Information given —
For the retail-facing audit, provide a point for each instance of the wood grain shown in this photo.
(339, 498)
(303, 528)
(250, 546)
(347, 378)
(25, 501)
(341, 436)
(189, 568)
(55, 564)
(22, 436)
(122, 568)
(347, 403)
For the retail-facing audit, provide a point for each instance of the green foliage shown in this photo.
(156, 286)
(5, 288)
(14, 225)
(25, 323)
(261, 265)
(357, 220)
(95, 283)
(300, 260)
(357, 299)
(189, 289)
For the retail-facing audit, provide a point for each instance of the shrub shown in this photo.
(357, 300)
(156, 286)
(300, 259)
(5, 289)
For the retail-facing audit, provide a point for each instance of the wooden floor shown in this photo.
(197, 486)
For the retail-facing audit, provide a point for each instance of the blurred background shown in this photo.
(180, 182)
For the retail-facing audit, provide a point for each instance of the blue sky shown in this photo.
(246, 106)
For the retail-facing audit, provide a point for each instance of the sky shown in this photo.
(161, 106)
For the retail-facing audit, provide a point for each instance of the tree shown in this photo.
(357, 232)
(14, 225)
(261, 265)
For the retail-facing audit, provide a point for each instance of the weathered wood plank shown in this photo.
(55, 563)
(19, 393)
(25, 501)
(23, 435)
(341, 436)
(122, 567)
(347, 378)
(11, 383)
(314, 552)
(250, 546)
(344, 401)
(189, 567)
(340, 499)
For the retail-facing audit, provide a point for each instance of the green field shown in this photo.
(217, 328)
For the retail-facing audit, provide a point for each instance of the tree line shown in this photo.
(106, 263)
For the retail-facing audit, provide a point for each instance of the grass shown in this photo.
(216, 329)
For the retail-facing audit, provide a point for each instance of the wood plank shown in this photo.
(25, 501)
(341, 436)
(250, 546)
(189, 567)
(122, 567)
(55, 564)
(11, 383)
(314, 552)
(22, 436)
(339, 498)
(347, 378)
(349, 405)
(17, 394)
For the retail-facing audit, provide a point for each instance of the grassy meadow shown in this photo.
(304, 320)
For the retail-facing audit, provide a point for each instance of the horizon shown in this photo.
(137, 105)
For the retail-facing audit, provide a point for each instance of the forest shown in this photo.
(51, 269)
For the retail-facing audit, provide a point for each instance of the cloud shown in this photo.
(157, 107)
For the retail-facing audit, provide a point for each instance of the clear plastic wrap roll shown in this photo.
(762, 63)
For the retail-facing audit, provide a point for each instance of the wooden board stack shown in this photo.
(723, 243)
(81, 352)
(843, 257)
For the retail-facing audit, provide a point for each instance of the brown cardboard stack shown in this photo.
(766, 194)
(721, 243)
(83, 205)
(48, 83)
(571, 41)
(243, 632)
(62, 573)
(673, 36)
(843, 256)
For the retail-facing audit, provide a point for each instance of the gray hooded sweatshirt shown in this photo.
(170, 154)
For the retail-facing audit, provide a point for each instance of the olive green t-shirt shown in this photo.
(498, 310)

Task item — All records must be repeated exactly, with none skipped.

Expected answer —
For the retail-facing audit, provide a point for each instance of the wood grain shown in this photo.
(339, 498)
(303, 528)
(250, 546)
(347, 378)
(25, 501)
(341, 436)
(189, 568)
(55, 564)
(22, 436)
(122, 568)
(347, 403)
For the retail-facing audit, provide a point for each instance of the green foliage shown in this photo.
(156, 286)
(5, 288)
(14, 225)
(25, 323)
(261, 265)
(357, 220)
(95, 283)
(300, 260)
(357, 299)
(189, 289)
For the retail-facing audit, provide a point for each instance of the shrub shown in this photo.
(357, 300)
(156, 286)
(300, 259)
(5, 289)
For the retail-facing audit, provide a point for each instance of the wooden floor shown in this photo.
(197, 486)
For the retail-facing audit, provide a point for each instance of the blurred background shown in this photo.
(180, 182)
For the retail-facing audit, provide a point for each instance of the blue sky shown in this photo.
(246, 106)
For the retail-facing audit, provide a point for each instance of the sky shown in this photo.
(161, 106)
For the retail-facing audit, provide a point for each instance of the tree shown in this photo.
(357, 232)
(14, 225)
(261, 265)
For the retail-facing audit, provide a point for each instance of the weathered wood plank shown in this photo.
(55, 563)
(19, 393)
(25, 501)
(23, 435)
(341, 436)
(122, 567)
(347, 378)
(11, 383)
(314, 552)
(250, 546)
(344, 401)
(189, 567)
(340, 499)
For the retail-facing audit, provide a point for each instance of the green field shown in this photo.
(217, 328)
For the retail-facing audit, provide a point for each instance of the tree line shown in this photo.
(106, 263)
For the retail-facing audit, provide a point for each instance of the grass shown in this photo.
(216, 329)
For the retail-facing audit, provide a point for each instance of the wood plank shown in this photo.
(25, 501)
(341, 436)
(250, 546)
(189, 567)
(122, 567)
(55, 564)
(11, 383)
(314, 552)
(22, 436)
(339, 498)
(347, 378)
(349, 405)
(17, 394)
For the retail-facing audit, provide a point for each instance of the grassy meadow shown in this photo.
(304, 320)
For the retail-facing audit, provide a point for each instance of the horizon shown in this photo.
(137, 105)
For the retail-facing audit, provide a point for each instance of the forest shown in this photo.
(51, 269)
For the retail-facing audit, provide a point for each instance of the cloud shown in this photo.
(157, 107)
For the retail-facing audit, provide a point for each instance of the clear plastic wrap roll shown in this photo.
(762, 63)
For the retail-facing audit, provide a point for each instance of the wooden board stack shown in this photo.
(723, 243)
(81, 352)
(843, 257)
For the retail-facing audit, provide a point for each instance of the brown cardboard stack shown in this photo.
(766, 194)
(721, 243)
(83, 205)
(48, 83)
(571, 41)
(243, 632)
(62, 573)
(673, 36)
(843, 256)
For the retail-facing audit, provide a point for each instance of the gray hooded sweatshirt shown in this photo.
(170, 154)
For the retail-facing audit, provide a point for each instance of the olive green t-shirt shown in this photo.
(498, 310)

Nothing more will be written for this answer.